§ **Exercise instructions**
Of the records that follow, copy only the lines from the line containing "Point to the patio chair with cushion." to the line containing "Point to the glass window pane.", both included, exactly as written.

§ **Data supplied**
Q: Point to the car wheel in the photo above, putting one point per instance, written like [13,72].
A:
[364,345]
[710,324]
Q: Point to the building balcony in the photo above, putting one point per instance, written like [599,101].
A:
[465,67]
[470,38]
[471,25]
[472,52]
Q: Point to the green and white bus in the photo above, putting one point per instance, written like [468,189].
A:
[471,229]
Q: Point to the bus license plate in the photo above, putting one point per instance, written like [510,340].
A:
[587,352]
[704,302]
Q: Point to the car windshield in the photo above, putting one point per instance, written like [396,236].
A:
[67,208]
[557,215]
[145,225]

==

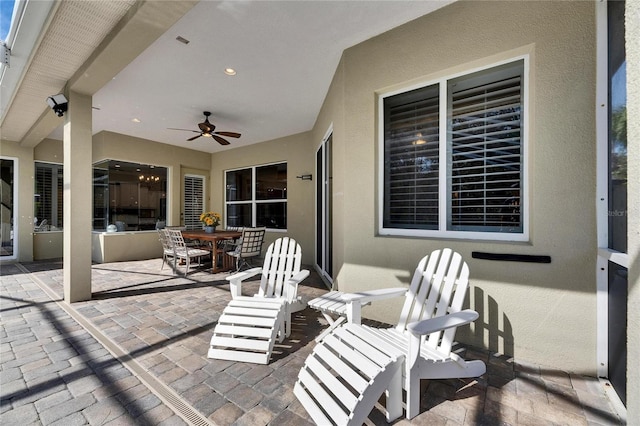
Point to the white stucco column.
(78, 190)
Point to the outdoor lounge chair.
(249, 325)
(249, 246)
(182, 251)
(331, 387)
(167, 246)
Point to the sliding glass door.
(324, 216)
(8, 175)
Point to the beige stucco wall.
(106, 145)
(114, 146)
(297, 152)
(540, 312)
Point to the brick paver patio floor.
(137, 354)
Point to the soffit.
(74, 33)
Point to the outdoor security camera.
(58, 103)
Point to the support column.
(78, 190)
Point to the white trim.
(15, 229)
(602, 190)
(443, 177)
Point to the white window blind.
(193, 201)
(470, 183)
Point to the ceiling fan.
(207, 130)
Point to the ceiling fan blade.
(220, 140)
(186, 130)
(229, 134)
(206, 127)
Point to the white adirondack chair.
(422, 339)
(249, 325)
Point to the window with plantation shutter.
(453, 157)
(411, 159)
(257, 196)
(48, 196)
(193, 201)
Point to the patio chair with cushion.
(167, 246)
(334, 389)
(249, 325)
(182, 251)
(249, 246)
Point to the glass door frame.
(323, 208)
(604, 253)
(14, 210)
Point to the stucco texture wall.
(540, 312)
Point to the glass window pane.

...

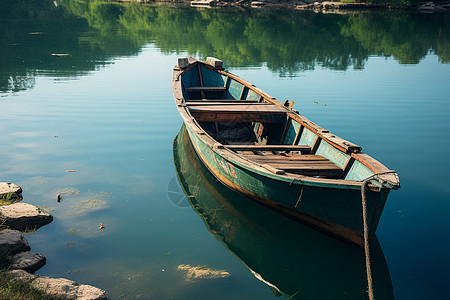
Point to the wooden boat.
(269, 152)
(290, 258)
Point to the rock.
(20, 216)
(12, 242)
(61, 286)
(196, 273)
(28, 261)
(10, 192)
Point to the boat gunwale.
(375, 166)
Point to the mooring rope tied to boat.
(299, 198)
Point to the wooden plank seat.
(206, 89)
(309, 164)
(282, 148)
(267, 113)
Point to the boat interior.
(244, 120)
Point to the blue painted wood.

§ **Written reply**
Point to the patio chair with cushion.
(167, 246)
(334, 389)
(249, 325)
(182, 251)
(249, 246)
Point to the glass door frame.
(323, 208)
(604, 253)
(14, 210)
Point to the stucco texture wall.
(540, 312)
Point to the glass window pane.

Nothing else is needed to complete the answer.